━━━━━ GIVEN ENTRIES ━━━━━

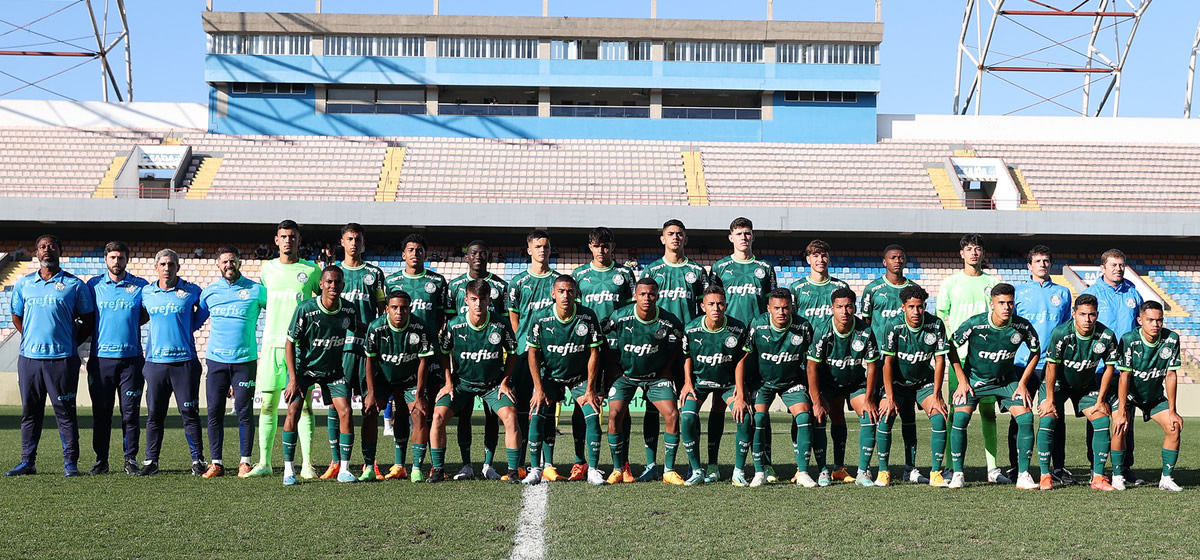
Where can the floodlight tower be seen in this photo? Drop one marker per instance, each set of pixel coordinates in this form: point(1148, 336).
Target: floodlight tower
point(1055, 48)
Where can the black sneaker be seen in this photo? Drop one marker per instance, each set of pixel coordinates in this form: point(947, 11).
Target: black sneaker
point(149, 469)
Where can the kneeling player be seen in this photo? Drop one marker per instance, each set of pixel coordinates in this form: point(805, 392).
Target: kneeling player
point(397, 361)
point(1150, 356)
point(313, 355)
point(564, 359)
point(994, 337)
point(844, 367)
point(475, 345)
point(913, 366)
point(1073, 354)
point(712, 349)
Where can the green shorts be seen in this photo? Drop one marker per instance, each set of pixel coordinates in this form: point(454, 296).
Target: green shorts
point(654, 390)
point(463, 399)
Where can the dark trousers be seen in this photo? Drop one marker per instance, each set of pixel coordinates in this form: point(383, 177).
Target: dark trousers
point(221, 378)
point(59, 379)
point(183, 379)
point(120, 378)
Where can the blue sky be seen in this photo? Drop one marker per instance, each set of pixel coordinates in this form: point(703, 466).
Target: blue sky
point(918, 52)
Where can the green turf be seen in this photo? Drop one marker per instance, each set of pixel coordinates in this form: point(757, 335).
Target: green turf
point(119, 516)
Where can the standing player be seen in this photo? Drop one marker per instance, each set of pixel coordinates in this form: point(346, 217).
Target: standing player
point(564, 360)
point(647, 342)
point(313, 355)
point(172, 366)
point(364, 290)
point(913, 367)
point(1075, 349)
point(478, 357)
point(1150, 359)
point(882, 308)
point(681, 287)
point(991, 339)
point(531, 299)
point(844, 368)
point(399, 353)
point(747, 282)
point(961, 296)
point(46, 305)
point(1047, 306)
point(233, 305)
point(289, 281)
point(478, 257)
point(114, 367)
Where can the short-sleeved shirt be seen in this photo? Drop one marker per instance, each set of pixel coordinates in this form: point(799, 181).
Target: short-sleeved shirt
point(748, 284)
point(681, 287)
point(1149, 363)
point(429, 293)
point(456, 295)
point(1078, 357)
point(643, 347)
point(319, 337)
point(991, 349)
point(478, 353)
point(813, 300)
point(286, 287)
point(233, 313)
point(915, 348)
point(604, 290)
point(780, 353)
point(399, 351)
point(843, 359)
point(531, 299)
point(175, 315)
point(714, 353)
point(47, 311)
point(565, 345)
point(118, 315)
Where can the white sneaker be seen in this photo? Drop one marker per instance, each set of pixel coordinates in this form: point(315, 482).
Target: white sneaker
point(1025, 481)
point(996, 476)
point(1168, 483)
point(465, 474)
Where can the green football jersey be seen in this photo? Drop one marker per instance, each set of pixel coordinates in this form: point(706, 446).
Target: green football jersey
point(714, 354)
point(748, 283)
point(604, 290)
point(477, 353)
point(813, 300)
point(882, 306)
point(1147, 363)
point(915, 348)
point(780, 351)
point(565, 345)
point(286, 287)
point(681, 287)
point(1078, 357)
point(531, 299)
point(319, 337)
point(364, 290)
point(643, 348)
point(843, 359)
point(991, 349)
point(456, 295)
point(399, 350)
point(429, 293)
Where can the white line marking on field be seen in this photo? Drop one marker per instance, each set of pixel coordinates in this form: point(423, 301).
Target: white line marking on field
point(531, 540)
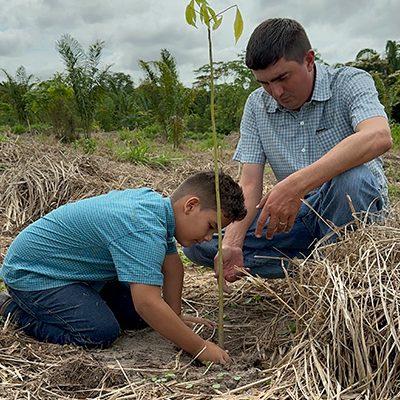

━━━━━

TASK INSTRUCTIONS:
Copy every one of the rows above word for word, leaving out the pictures.

WORKED SOLUTION:
Where can the floodlight tower be seen in this photo? Drop one marker per instance, each set of pixel coordinates in this form: point(1148, 336).
Target: floodlight tower
point(1055, 48)
Where can the black sneaker be seen in this photo? Drop one marker per instance, each set of pixel coordinates in this form: point(947, 11).
Target: black sneaker
point(149, 469)
Where can the kneeling player be seen in this photo? Drop one marker per instance, each set of pixel coordinates in this form: point(805, 392).
Target: kneeling player
point(397, 361)
point(1150, 356)
point(313, 355)
point(564, 359)
point(994, 337)
point(844, 367)
point(475, 345)
point(913, 366)
point(1073, 354)
point(712, 349)
Where can the green shorts be seen in this photo? Drop one marker per instance, each set of pixel coordinates in this form: point(454, 296).
Target: green shorts
point(654, 390)
point(463, 399)
Where can the dark trousers be seen in this photo? Drop one marker per instance, each set of pixel coordinates in this form: point(383, 177).
Target: dark trousers
point(221, 378)
point(59, 379)
point(183, 379)
point(120, 378)
Where can the blue sky be seen in this photo? Drop one marker per instance, each set of pixel coordinates in this form: point(703, 466).
Target: blue sky
point(918, 52)
Where can the green turf be seen in this photo? Drop one marker per instance, each set of pixel coordinates in this form: point(757, 335).
Target: green turf
point(119, 516)
Where can the standing player be seen in this photo? Drop one marker per instance, each set of pixel coordinates in this form: point(346, 217).
Target: standing player
point(564, 360)
point(647, 342)
point(313, 355)
point(172, 366)
point(364, 290)
point(913, 367)
point(1075, 349)
point(478, 357)
point(1150, 359)
point(882, 308)
point(681, 287)
point(991, 339)
point(531, 299)
point(844, 368)
point(399, 353)
point(747, 282)
point(961, 296)
point(46, 305)
point(1047, 306)
point(233, 305)
point(289, 281)
point(478, 257)
point(114, 367)
Where can the short-sleeved shirt be seen in this photo? Drop one marker per instance, each set of pixel coordinates in this form: point(799, 181).
Target: short-sleeved shirt
point(748, 284)
point(681, 287)
point(1149, 363)
point(429, 293)
point(456, 295)
point(1078, 357)
point(643, 347)
point(319, 337)
point(991, 349)
point(478, 353)
point(813, 300)
point(286, 287)
point(233, 313)
point(915, 348)
point(604, 290)
point(780, 353)
point(399, 351)
point(843, 359)
point(531, 299)
point(175, 315)
point(714, 353)
point(47, 311)
point(565, 345)
point(118, 315)
Where can the white sneaker be seen in this photo? Drop one marker per instance, each set of pixel coordinates in this form: point(315, 482).
Target: white sneaker
point(1025, 481)
point(996, 476)
point(1168, 483)
point(465, 474)
Where can the green football jersey be seen in this photo? Drop one marker per instance, each set of pixel coordinates in this form: point(706, 446).
Target: green football jersey
point(714, 354)
point(748, 283)
point(604, 290)
point(477, 353)
point(813, 300)
point(882, 306)
point(1147, 363)
point(915, 348)
point(780, 351)
point(565, 345)
point(286, 287)
point(681, 287)
point(1078, 357)
point(531, 299)
point(319, 337)
point(364, 290)
point(643, 348)
point(843, 359)
point(991, 349)
point(456, 295)
point(399, 350)
point(429, 293)
Where can the white line marking on field be seen in this photo? Drop one marker per instance, each set of pixel coordinates in this form: point(423, 301).
Target: white line marking on field
point(531, 540)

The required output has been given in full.